— start of Records shown —

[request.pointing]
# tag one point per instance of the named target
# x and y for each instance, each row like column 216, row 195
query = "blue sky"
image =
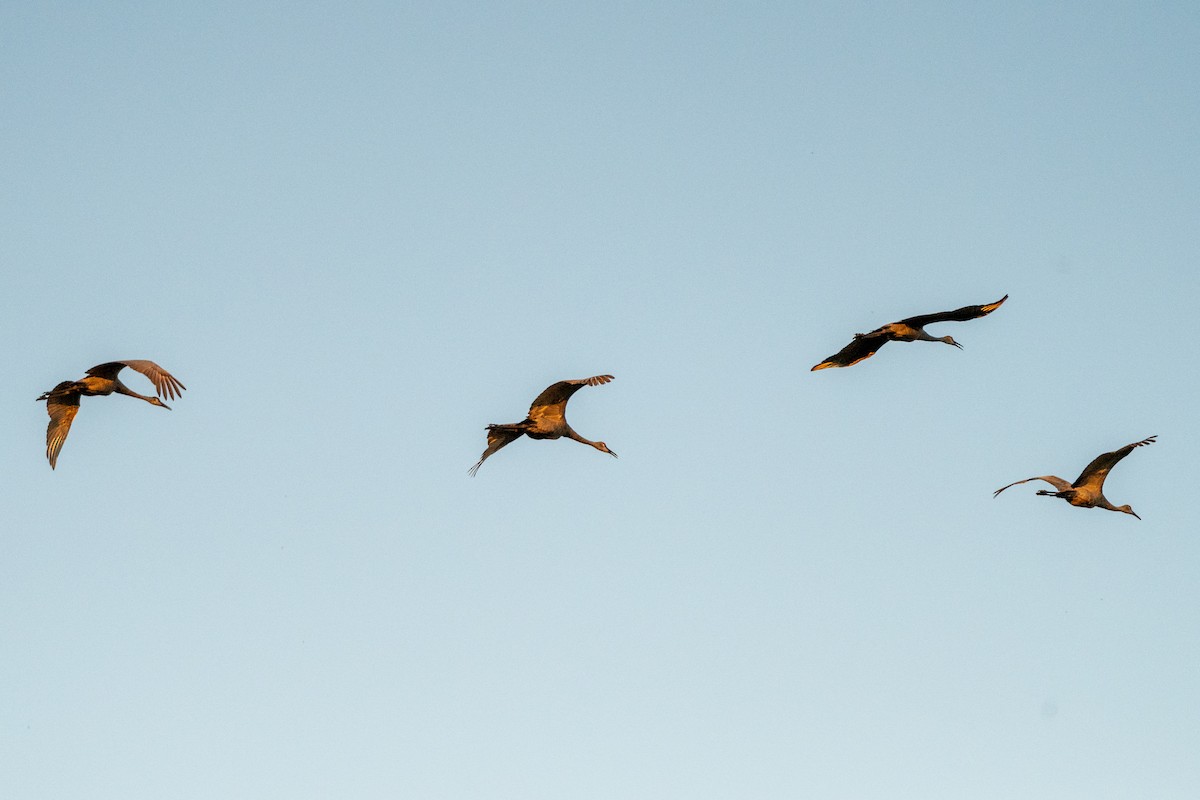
column 359, row 233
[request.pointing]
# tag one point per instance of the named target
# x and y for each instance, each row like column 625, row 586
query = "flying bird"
column 906, row 330
column 546, row 420
column 63, row 401
column 1087, row 491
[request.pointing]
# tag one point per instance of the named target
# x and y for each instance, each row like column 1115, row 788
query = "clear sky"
column 361, row 232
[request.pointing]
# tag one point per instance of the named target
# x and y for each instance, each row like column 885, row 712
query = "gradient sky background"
column 361, row 232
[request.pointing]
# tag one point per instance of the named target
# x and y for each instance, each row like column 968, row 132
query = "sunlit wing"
column 61, row 409
column 497, row 437
column 1098, row 469
column 551, row 403
column 166, row 384
column 863, row 347
column 957, row 316
column 1053, row 480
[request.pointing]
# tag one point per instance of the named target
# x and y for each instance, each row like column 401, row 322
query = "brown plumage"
column 1087, row 491
column 63, row 401
column 906, row 330
column 546, row 419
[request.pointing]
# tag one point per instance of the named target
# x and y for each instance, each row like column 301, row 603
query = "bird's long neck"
column 121, row 389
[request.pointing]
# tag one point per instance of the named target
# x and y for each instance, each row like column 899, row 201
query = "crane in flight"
column 546, row 420
column 1087, row 491
column 912, row 329
column 63, row 401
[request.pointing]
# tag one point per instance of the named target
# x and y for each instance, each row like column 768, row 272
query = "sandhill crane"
column 1087, row 489
column 906, row 330
column 546, row 420
column 63, row 401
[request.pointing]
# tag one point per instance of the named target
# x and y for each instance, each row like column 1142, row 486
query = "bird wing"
column 497, row 437
column 165, row 383
column 957, row 316
column 863, row 347
column 61, row 407
column 1053, row 480
column 1098, row 469
column 551, row 403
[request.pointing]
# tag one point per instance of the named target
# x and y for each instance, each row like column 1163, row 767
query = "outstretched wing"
column 1098, row 469
column 863, row 347
column 1053, row 480
column 957, row 316
column 165, row 383
column 497, row 437
column 61, row 407
column 551, row 403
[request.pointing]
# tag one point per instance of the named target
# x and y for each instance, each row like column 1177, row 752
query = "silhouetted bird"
column 906, row 330
column 1087, row 489
column 63, row 401
column 546, row 419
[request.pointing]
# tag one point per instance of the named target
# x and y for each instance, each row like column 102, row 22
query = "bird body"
column 546, row 419
column 1087, row 491
column 912, row 329
column 63, row 401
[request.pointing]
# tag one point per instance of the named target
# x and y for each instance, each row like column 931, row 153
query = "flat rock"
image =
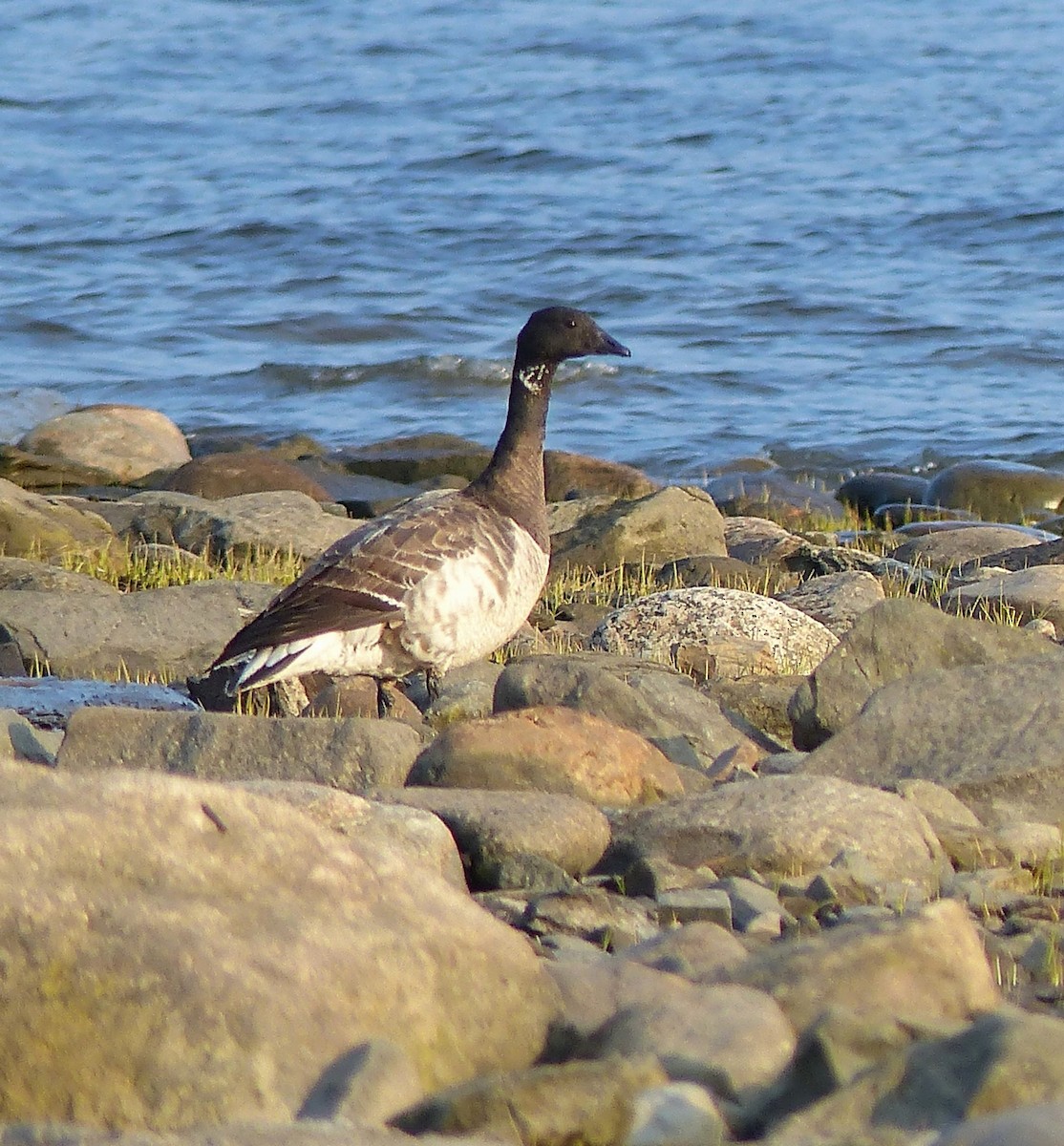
column 898, row 639
column 658, row 527
column 491, row 828
column 988, row 732
column 1028, row 595
column 127, row 441
column 662, row 705
column 920, row 967
column 221, row 979
column 32, row 525
column 276, row 520
column 997, row 491
column 653, row 627
column 727, row 1038
column 247, row 471
column 835, row 600
column 352, row 754
column 164, row 633
column 784, row 824
column 549, row 749
column 949, row 549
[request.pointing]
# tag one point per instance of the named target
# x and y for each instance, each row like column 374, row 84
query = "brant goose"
column 441, row 580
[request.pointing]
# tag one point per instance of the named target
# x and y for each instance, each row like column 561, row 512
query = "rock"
column 664, row 706
column 921, row 967
column 864, row 493
column 997, row 491
column 758, row 541
column 835, row 600
column 1035, row 1124
column 783, row 824
column 725, row 1037
column 22, row 573
column 164, row 633
column 988, row 732
column 670, row 522
column 549, row 750
column 949, row 549
column 32, row 525
column 770, row 493
column 126, row 441
column 696, row 951
column 49, row 702
column 370, row 1083
column 653, row 627
column 1001, row 1060
column 422, row 838
column 282, row 520
column 249, row 471
column 894, row 640
column 1017, row 599
column 175, row 926
column 586, row 1103
column 576, row 475
column 491, row 828
column 353, row 755
column 676, row 1114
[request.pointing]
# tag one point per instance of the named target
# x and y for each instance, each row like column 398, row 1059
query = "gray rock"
column 670, row 522
column 586, row 1103
column 922, row 967
column 728, row 1038
column 986, row 732
column 898, row 639
column 662, row 705
column 284, row 520
column 223, row 950
column 127, row 441
column 783, row 824
column 997, row 491
column 492, row 826
column 353, row 754
column 653, row 627
column 835, row 600
column 161, row 633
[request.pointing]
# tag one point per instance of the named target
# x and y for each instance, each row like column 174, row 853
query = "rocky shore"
column 754, row 834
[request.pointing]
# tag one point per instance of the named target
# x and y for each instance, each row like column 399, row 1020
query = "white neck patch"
column 532, row 377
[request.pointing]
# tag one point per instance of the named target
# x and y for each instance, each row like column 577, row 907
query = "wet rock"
column 587, row 1103
column 919, row 967
column 894, row 640
column 1017, row 599
column 664, row 706
column 125, row 441
column 246, row 471
column 949, row 549
column 653, row 627
column 988, row 732
column 783, row 824
column 353, row 755
column 835, row 600
column 997, row 491
column 166, row 633
column 661, row 526
column 549, row 750
column 118, row 934
column 864, row 493
column 491, row 828
column 32, row 525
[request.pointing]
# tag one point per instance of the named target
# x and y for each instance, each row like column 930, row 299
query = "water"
column 831, row 235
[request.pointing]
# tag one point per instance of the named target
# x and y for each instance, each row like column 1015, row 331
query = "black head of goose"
column 439, row 582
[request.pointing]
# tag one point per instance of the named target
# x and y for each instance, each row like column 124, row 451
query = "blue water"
column 833, row 234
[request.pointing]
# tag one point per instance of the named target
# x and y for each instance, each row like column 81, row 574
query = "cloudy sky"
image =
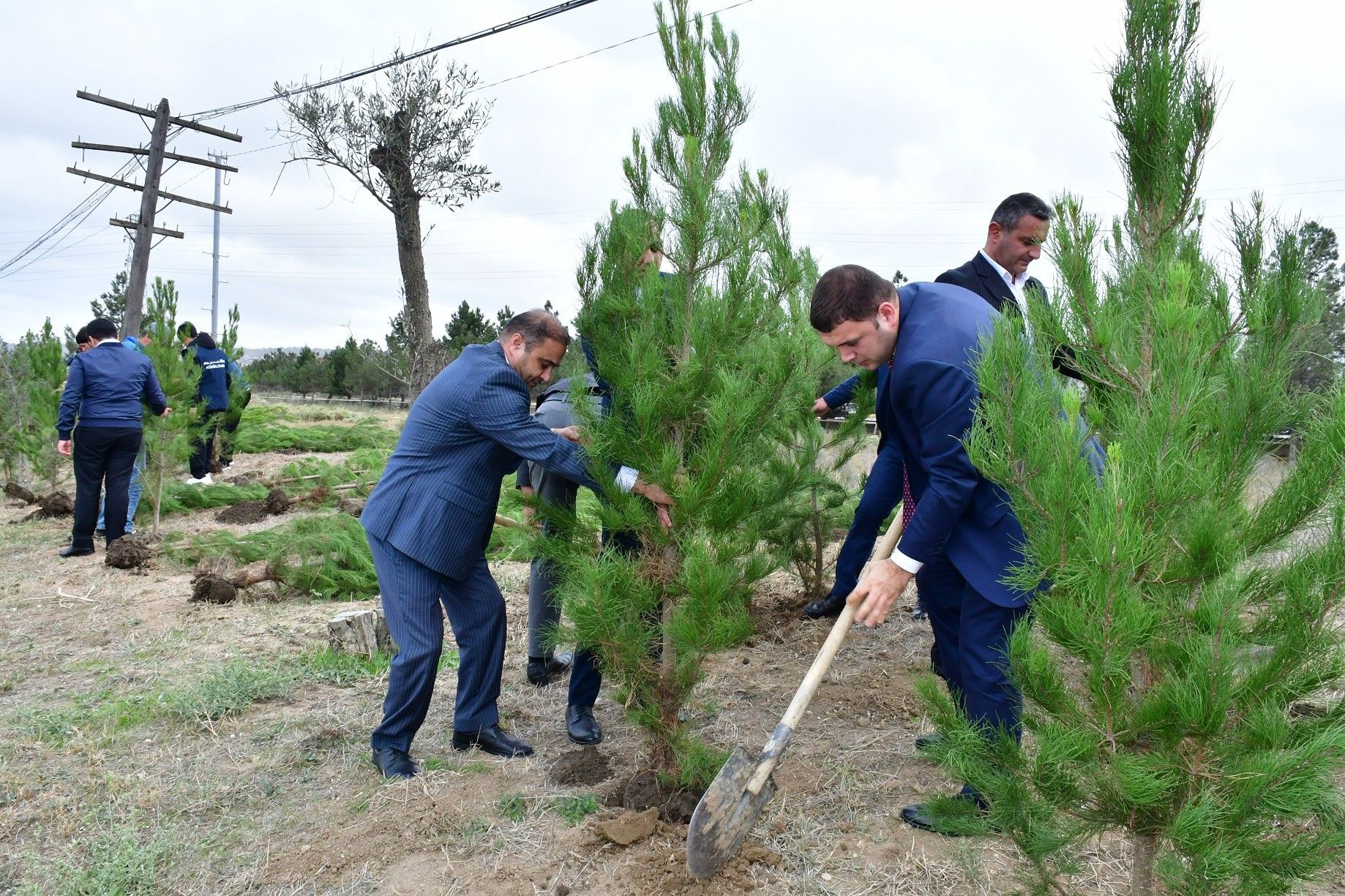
column 896, row 128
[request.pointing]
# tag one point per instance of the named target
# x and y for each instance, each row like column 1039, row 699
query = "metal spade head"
column 725, row 814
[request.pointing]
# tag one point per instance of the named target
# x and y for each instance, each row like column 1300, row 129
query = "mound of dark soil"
column 580, row 769
column 58, row 503
column 128, row 552
column 277, row 501
column 645, row 791
column 242, row 513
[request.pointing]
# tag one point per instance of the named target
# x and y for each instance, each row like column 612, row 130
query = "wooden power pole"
column 149, row 192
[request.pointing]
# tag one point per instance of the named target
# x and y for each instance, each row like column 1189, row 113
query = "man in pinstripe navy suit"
column 430, row 521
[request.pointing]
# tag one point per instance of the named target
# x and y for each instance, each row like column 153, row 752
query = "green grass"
column 226, row 692
column 326, row 556
column 110, row 860
column 574, row 809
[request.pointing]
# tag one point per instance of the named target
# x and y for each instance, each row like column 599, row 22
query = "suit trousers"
column 544, row 611
column 415, row 602
column 104, row 458
column 970, row 636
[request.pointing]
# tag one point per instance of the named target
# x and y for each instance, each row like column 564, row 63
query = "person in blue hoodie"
column 104, row 392
column 213, row 391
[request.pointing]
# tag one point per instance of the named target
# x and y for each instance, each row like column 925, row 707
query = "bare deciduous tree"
column 404, row 136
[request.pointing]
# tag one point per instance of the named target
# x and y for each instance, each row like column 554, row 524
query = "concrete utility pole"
column 214, row 255
column 144, row 225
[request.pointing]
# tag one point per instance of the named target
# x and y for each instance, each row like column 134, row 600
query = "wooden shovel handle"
column 784, row 731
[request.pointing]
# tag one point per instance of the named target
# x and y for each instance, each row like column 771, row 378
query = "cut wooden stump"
column 359, row 631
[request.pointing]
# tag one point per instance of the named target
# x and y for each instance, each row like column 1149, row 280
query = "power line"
column 507, row 26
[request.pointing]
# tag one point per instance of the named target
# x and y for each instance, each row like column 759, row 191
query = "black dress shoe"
column 544, row 671
column 492, row 740
column 581, row 726
column 394, row 763
column 826, row 607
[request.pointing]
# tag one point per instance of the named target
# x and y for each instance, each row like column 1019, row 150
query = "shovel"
column 743, row 787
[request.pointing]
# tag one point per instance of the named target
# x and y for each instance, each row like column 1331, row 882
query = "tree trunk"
column 393, row 162
column 411, row 259
column 1142, row 862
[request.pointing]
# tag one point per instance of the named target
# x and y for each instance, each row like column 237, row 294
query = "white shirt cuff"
column 905, row 562
column 626, row 478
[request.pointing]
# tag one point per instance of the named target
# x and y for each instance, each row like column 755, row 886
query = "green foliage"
column 231, row 690
column 277, row 436
column 1185, row 623
column 168, row 440
column 324, row 554
column 112, row 859
column 708, row 394
column 34, row 373
column 112, row 304
column 576, row 809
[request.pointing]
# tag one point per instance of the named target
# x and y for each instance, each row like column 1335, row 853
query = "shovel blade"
column 725, row 814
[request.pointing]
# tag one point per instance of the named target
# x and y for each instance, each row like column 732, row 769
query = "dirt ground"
column 116, row 777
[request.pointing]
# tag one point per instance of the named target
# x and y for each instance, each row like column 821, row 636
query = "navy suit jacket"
column 932, row 397
column 465, row 432
column 982, row 279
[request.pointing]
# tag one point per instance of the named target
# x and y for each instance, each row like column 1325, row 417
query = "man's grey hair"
column 536, row 326
column 1012, row 210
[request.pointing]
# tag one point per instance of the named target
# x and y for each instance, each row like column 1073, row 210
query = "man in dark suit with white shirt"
column 430, row 521
column 998, row 274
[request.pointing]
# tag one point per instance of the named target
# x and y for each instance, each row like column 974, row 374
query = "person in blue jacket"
column 963, row 537
column 430, row 521
column 138, row 473
column 99, row 426
column 213, row 389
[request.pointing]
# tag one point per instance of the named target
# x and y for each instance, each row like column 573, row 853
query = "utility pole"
column 214, row 255
column 144, row 225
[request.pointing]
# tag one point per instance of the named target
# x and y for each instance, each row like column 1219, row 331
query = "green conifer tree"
column 1185, row 620
column 705, row 397
column 41, row 373
column 168, row 440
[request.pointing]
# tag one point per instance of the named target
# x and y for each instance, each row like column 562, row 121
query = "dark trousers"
column 971, row 638
column 102, row 459
column 415, row 602
column 205, row 444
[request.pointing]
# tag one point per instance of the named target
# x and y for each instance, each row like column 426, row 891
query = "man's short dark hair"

— end of Records shown —

*What the task requires*:
Can you repeat everything from the start of the records down to the line containing "column 359, row 233", including both ends and leaving the pictures out?

*Result*:
[request.pointing]
# tag one point per instance of the named target
# x and y for each instance, each row like column 216, row 195
query = "blue sky"
image =
column 359, row 233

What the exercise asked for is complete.